Are we Sons of God who choose to think with God’s Will, or are we going to judge and condemn, giving power to evil and sin, fearful of our projections and using our religion to condemn others to hell?  Those who do us wrong give us perfect opportunities to practice the concepts of the Course we are studying.  Jesus tells us today:  See them as evil, and we proclaim ourselves sinners and not a Son of God.  We are not on God’s side if we would condemn our brothers and choose to focus our attention on their wrongdoing instead of their Sonship. 

People make mistakes; they choose hurtful behavior over loving behavior.  Our bodies have drives and urges, compulsions and obsessions that seem to wreak havoc.  When we identify with our bodies, anything can happen!  Our power as Sons of God is often cast aside because we simply do not know how to correct situations.  We go into battle mode.  We go into defense.  We rally sides and point fingers and make accusations.  Then we dare to say we have God on our side, when sadly we have only condemned ourselves along with the wrongdoer. 

Jesus calls us to be His messengers with the practice of forgiveness and using our divine power as Sons of God to correct.  When someone steals, we refuse to call them a thief, we say our brother made a mistake for which he is sorry.  We forgive our holy brother because he is a Son of God, and because in our forgiveness, he becomes our savior.  When someone talks mean about us behind our backs, we do not go into attack and defense mode.  We simply choose forgiveness.  They didn’t know what they were talking about; they made a mistake.  They must have been hurt and disappointed in us to say such things.  Maybe they aren’t sorry now, but surely at some point in their return to God, they will feel remorse, so I am going to choose forgiveness now and hold my brother perfect in my mind simply because he belongs to God.  God loves him and so must I.  This doesn’t mean I have to bake a cake for his birthday, but it does mean that I let no thoughts in my mind that would steal his holiness or tempt me to focus on his wrongdoing. 

Our return to God is impossible for the ego, with all its bluster, blame, and demand for repayment of some kind.  Throughout my life I have been blessed by forgiveness from those whom I have hurt by unkind things I have said or done.  “I have washed it from my mind,” a friend told me one time.  “I will never bring it up again because it never happened.”  I was so stunned!  Nobody had ever offered me forgiveness without vain promises and grudging strings attached.  It was an incredible lesson in forgiveness.  My hurtful behavior washed from his mind, he refused to think of me in terms of the mistakes I had made.  It was not only a beautiful feeling; it was a miracle.  His forgiveness changed my perception of myself as a bad person who was beyond redemption to a person who was worthwhile, deserving of respect, love, and trust.  This is the miracle we offer; the correction that God gives to us as a gift, which we keep only when we share it with our brothers!

» Exercise description:
Transcribe the passage of the forgiveness reflection starting with "People make mistakes;" and going on through "with the wrongdoer.", keeping every word and punctuation mark unchanged.

» Entries provided:
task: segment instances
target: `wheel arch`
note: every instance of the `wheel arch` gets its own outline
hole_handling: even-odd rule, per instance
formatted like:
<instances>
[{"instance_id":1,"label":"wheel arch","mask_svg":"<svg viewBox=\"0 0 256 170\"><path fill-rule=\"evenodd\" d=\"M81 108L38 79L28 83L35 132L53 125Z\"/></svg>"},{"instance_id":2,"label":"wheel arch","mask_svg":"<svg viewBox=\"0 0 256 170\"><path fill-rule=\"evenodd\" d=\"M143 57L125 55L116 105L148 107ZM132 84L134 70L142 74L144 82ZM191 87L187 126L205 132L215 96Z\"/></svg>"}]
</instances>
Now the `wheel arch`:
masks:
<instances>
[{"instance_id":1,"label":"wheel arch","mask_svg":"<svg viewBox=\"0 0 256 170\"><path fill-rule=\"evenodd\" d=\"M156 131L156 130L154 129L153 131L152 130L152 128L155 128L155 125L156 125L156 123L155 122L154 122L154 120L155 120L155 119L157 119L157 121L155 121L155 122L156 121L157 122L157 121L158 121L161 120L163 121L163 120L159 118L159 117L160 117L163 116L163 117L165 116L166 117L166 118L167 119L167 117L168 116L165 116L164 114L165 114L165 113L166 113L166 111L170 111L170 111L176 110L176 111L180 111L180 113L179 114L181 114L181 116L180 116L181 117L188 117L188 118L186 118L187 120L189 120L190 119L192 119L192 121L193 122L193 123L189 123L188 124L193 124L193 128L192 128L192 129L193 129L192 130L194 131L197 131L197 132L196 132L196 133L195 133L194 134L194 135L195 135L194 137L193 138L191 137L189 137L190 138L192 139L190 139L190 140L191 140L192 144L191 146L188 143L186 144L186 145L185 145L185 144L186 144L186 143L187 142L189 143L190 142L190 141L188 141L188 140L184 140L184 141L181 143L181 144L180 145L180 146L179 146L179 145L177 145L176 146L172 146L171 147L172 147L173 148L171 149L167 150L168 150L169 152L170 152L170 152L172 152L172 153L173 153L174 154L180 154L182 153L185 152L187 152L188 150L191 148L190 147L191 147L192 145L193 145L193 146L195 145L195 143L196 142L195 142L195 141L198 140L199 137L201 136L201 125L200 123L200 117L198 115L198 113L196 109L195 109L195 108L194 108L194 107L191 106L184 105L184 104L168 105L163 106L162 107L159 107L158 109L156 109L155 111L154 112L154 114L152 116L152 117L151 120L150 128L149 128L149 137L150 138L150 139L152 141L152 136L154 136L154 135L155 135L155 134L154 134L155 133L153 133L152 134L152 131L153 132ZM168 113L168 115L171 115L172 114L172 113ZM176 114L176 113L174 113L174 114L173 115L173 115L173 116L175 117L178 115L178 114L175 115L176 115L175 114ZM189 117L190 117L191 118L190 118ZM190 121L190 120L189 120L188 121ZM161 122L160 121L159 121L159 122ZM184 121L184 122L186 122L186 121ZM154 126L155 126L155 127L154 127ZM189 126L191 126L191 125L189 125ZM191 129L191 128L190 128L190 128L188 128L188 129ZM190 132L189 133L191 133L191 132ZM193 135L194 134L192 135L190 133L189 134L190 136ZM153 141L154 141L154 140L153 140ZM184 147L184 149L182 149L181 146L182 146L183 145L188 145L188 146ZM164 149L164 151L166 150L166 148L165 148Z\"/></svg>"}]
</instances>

» Completed task:
People make mistakes; they choose hurtful behavior over loving behavior.  Our bodies have drives and urges, compulsions and obsessions that seem to wreak havoc.  When we identify with our bodies, anything can happen!  Our power as Sons of God is often cast aside because we simply do not know how to correct situations.  We go into battle mode.  We go into defense.  We rally sides and point fingers and make accusations.  Then we dare to say we have God on our side, when sadly we have only condemned ourselves along with the wrongdoer.